[Start of Attachment]
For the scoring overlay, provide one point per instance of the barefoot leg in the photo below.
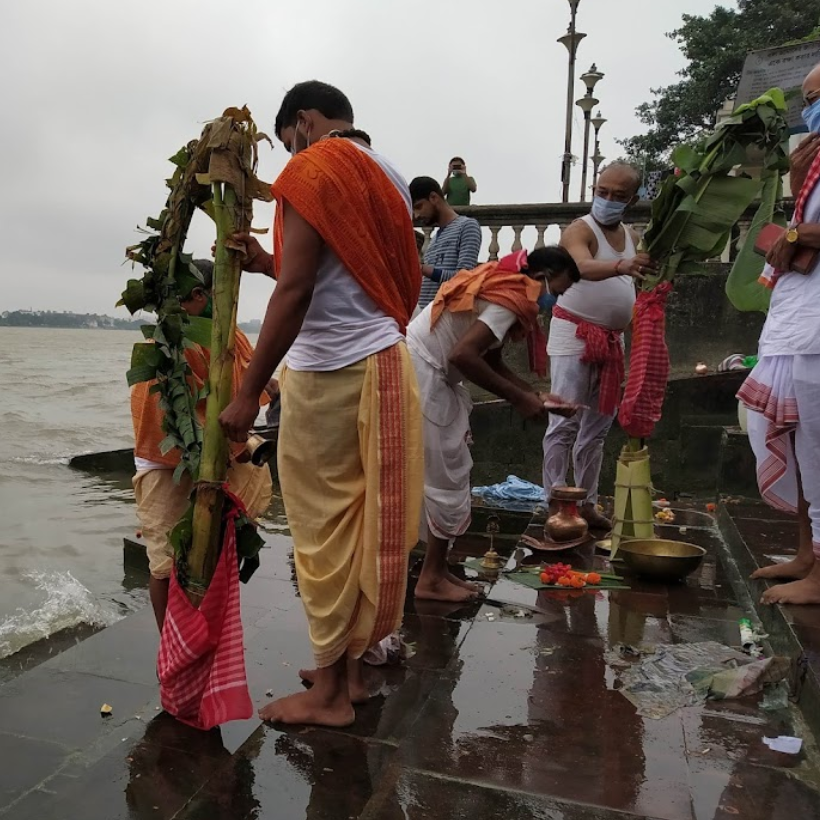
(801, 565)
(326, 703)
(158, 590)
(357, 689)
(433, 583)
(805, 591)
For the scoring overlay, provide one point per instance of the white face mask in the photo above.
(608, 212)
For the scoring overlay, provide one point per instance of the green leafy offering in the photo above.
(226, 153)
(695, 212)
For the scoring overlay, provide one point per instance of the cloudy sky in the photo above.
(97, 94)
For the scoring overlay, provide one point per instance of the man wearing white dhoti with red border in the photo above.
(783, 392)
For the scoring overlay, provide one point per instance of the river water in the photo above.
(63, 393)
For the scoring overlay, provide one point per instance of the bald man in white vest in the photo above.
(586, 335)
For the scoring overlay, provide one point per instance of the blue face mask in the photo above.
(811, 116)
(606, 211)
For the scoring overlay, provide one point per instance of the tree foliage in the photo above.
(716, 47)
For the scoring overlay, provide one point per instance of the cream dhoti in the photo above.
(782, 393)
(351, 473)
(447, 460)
[End of Attachment]
[Start of Attachment]
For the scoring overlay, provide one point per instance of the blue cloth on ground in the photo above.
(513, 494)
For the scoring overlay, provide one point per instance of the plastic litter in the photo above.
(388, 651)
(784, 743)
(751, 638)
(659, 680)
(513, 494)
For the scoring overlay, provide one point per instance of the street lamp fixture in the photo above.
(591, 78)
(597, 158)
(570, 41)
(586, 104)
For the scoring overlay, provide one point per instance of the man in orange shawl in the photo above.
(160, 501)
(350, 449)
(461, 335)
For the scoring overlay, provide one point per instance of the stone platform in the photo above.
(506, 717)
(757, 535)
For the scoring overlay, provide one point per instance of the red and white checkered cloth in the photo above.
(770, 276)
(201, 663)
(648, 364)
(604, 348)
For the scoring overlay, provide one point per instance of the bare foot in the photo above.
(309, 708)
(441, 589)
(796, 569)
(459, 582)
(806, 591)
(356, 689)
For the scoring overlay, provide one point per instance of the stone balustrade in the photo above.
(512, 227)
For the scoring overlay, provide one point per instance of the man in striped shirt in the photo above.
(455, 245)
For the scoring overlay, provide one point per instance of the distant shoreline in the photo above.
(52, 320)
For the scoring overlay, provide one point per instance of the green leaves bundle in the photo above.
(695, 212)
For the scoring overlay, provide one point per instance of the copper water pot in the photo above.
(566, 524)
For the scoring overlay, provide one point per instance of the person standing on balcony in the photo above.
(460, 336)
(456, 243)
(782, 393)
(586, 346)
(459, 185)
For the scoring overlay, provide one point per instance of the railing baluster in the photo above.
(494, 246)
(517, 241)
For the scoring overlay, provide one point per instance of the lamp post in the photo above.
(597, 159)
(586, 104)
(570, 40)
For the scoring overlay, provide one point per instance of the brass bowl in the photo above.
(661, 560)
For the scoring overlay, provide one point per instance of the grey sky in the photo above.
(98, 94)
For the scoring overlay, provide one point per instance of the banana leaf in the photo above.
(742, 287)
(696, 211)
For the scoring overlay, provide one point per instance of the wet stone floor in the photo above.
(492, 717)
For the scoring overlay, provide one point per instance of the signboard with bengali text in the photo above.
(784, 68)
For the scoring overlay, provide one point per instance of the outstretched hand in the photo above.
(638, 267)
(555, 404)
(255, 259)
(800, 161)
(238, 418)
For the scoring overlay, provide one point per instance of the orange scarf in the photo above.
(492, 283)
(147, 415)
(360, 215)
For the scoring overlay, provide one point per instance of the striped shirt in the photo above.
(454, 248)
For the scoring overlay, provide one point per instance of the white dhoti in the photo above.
[End of Attachment]
• **Exercise requirements**
Reproduce, word for word and in full, only the lines above that start at the line with "scarf in the photo above." and run through the line with "white dhoti in the photo above.", both ends included.

• **Response to the task**
For the scoring overlay, provide one point per instance of the orange scarf in the photo above.
(492, 283)
(147, 415)
(360, 215)
For the scoring overlay, provide one point per instance of the striped shirt in the photo above.
(454, 248)
For the scoring overlay, provide one point per instance of the white dhoti in the photo above.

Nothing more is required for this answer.